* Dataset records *
========================================================================
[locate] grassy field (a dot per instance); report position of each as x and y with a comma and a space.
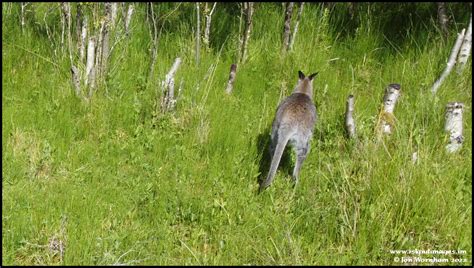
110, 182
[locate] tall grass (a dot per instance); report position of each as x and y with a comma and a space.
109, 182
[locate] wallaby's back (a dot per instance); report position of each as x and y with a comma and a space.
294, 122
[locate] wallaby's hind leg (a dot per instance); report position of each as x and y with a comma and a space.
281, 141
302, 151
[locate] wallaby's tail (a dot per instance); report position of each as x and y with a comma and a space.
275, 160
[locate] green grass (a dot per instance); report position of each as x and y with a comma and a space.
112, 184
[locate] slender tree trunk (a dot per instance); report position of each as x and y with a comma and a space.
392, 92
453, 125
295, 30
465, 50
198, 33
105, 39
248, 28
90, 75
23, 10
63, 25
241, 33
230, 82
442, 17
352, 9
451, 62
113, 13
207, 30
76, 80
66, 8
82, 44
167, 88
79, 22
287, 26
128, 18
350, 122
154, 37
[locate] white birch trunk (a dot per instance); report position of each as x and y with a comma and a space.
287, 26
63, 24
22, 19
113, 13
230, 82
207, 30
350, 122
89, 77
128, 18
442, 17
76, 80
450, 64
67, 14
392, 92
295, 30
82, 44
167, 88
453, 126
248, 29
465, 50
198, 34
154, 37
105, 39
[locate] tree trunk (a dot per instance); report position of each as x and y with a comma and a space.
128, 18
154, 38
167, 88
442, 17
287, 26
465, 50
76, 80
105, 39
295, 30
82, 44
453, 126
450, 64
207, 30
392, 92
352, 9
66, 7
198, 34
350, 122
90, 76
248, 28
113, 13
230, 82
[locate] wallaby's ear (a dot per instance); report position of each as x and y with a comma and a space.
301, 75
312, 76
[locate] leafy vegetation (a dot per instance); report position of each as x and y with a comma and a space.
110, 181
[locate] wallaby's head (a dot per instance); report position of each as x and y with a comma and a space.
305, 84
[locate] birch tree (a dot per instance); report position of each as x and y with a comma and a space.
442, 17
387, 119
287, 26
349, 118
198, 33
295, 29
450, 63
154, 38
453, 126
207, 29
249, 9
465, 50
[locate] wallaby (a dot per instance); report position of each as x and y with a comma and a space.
========================================================================
Keep the pictures out of your copy, and repeat every entry above exactly.

[locate] grassy field (a dot per instance); report position of each as x and y with a comma and a space.
110, 182
[locate] tall grass (a dot per instance); report position of each as x and y with a comma and a space.
109, 182
[locate] wallaby's back (a dot per instance); report position of each as x and y with a comma and a space.
294, 122
[locate] wallaby's hind leg (a dot per instance); report position of each as x and y with a comma and a space.
281, 141
302, 151
[locate] wallaby's tail (a dot per instance); report position of each as x and y with a comma and a space.
275, 160
[locate] green grass (a dot per instance); report position of each as x and y with a comma and a space.
112, 184
[locate] slender tree trunk (a dot per instance); report position of each as x and y with a comma and a space.
392, 92
453, 125
295, 30
465, 50
198, 33
105, 39
248, 28
90, 75
23, 10
63, 25
241, 33
230, 82
442, 17
352, 9
451, 62
113, 13
207, 30
76, 80
66, 8
82, 44
167, 88
79, 22
287, 26
128, 18
350, 122
154, 37
[locate] white birch trunk (a dot per instance); report position of each as x and y with a comma and a space.
287, 26
63, 24
22, 19
113, 13
230, 82
207, 30
350, 122
89, 77
128, 18
442, 17
76, 80
450, 64
67, 14
392, 92
295, 30
82, 44
167, 88
453, 126
248, 29
465, 50
198, 34
154, 37
105, 39
[locate] tree trunk (a dot per instance); report position of each as x and y with a comma and a space.
128, 18
154, 38
167, 88
442, 17
287, 26
465, 50
76, 80
105, 39
295, 30
82, 44
453, 126
450, 64
207, 30
392, 92
352, 9
66, 7
198, 34
350, 122
90, 76
248, 28
113, 13
230, 82
[locate] wallaby's ear (a dot per instance); report position of each as x and y with a comma and a space.
301, 75
312, 76
[locate] leafy vegetation (a dot per instance); report position of each as x and y with a comma and a space.
110, 181
[locate] wallaby's head (a dot per instance); report position of each as x and y with a comma and a space.
305, 84
[locate] birch tree (a dot per instance); report position of each as x and y with a comma and a space.
442, 17
387, 119
287, 26
349, 118
198, 33
295, 29
450, 63
154, 38
453, 126
207, 29
249, 9
465, 50
[locate] wallaby (a dot per instance); report position of each as x and y with a comma and a space.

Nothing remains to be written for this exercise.